◆ GIVEN INFORMATION ◆
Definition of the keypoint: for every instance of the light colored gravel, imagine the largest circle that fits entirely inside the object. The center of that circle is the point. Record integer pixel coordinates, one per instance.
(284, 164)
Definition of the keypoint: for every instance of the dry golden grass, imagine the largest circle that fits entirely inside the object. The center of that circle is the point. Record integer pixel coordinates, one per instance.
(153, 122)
--
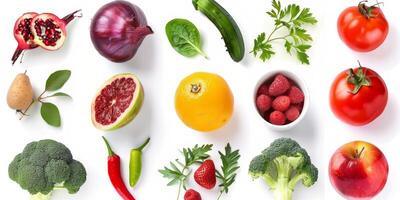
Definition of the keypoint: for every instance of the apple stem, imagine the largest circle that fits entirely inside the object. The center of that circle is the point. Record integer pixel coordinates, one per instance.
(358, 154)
---
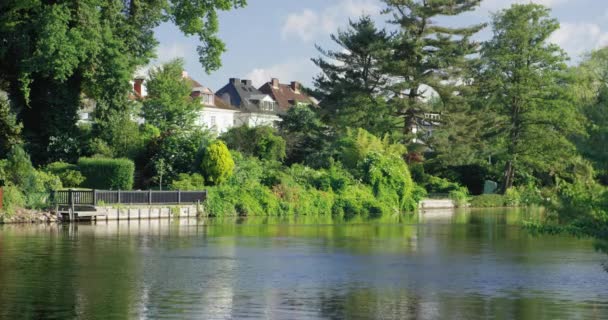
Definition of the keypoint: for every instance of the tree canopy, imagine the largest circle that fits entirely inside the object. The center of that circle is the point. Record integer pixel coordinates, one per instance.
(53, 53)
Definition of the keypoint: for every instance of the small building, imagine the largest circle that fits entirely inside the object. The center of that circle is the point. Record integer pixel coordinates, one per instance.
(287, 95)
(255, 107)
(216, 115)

◆ WORK REQUIRED ◆
Find each line above that contains the word "small" and copy it out in full.

◆ FULL ANSWER ◆
Definition of the keypoint: for every instance of the small building, imagine the largest circle that fits entirely inside the object. The center of that circle is the point. Record integer pixel coordinates, one per instance.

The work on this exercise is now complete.